Text zur Prüfung ▸
* * *

Neuronale Veränderungen

Verschiedene elektrophysiologische Verfahren wurden eingesetzt, um Veränderungen der neuronalen Aktivität bei Clusterkopfschmerz zu analysieren. Auch hierbei bieten sich die Analyse im Seitenvergleich sowie die Analyse während der Clusterperiode im Vergleich zur Remissionsperiode an. Hinweise für eine Störung sensorischer Leitungsbahnen ergeben sich durch den Einsatz von akustisch evozierten Hirnstammpotentialen und durch somatosensorisch evozierte Potentiale.

* * *

Anweisung ▸ Kannst du aus dem Text über neuronale Veränderungen alles ab „Verschiedene elektrophysiologische Verfahren“ bis hin zu „somatosensorisch evozierte Potentiale.“ wortgetreu wiedergeben?

Eingabedaten ▸
* * *

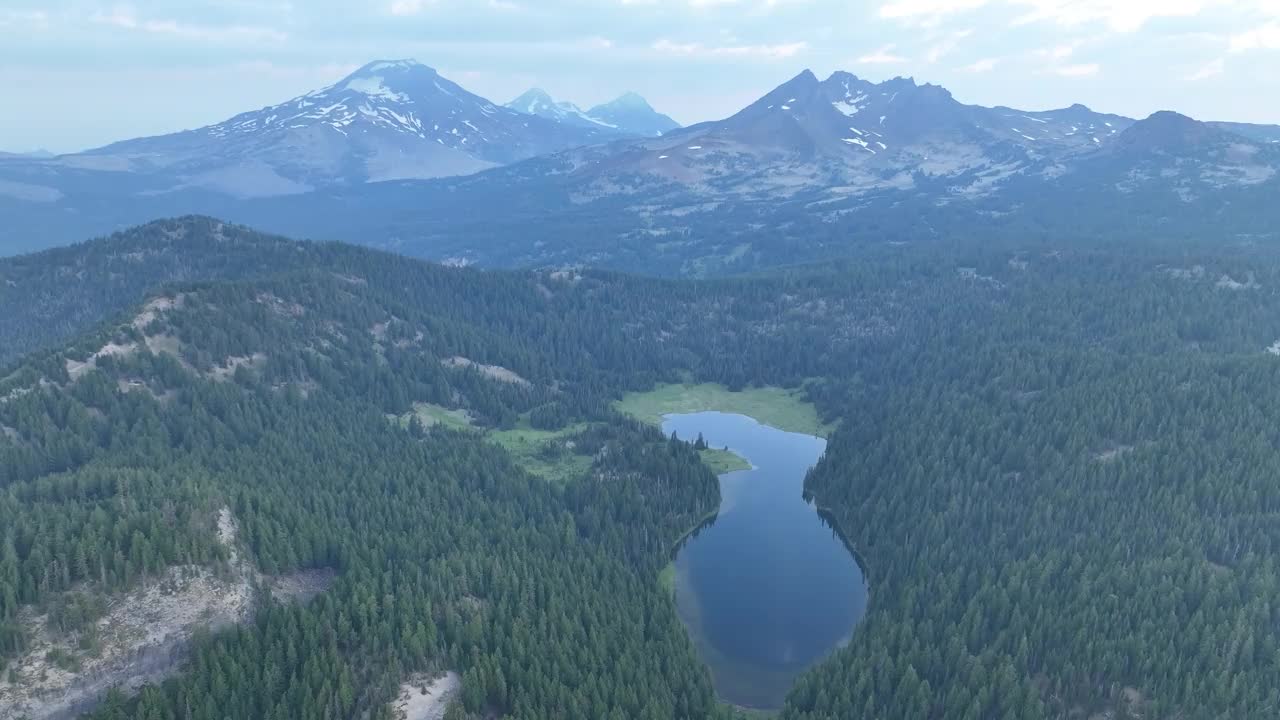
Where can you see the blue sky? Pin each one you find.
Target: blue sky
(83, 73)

* * *

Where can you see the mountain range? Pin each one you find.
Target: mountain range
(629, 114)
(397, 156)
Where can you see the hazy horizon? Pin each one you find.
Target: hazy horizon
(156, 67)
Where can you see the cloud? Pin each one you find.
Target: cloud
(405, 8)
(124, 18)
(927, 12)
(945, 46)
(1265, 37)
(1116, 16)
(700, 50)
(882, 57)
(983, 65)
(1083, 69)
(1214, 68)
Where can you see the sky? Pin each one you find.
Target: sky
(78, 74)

* * *

Antwort zur Aufgabe ▸
Verschiedene elektrophysiologische Verfahren wurden eingesetzt, um Veränderungen der neuronalen Aktivität bei Clusterkopfschmerz zu analysieren. Auch hierbei bieten sich die Analyse im Seitenvergleich sowie die Analyse während der Clusterperiode im Vergleich zur Remissionsperiode an. Hinweise für eine Störung sensorischer Leitungsbahnen ergeben sich durch den Einsatz von akustisch evozierten Hirnstammpotentialen und durch somatosensorisch evozierte Potentiale.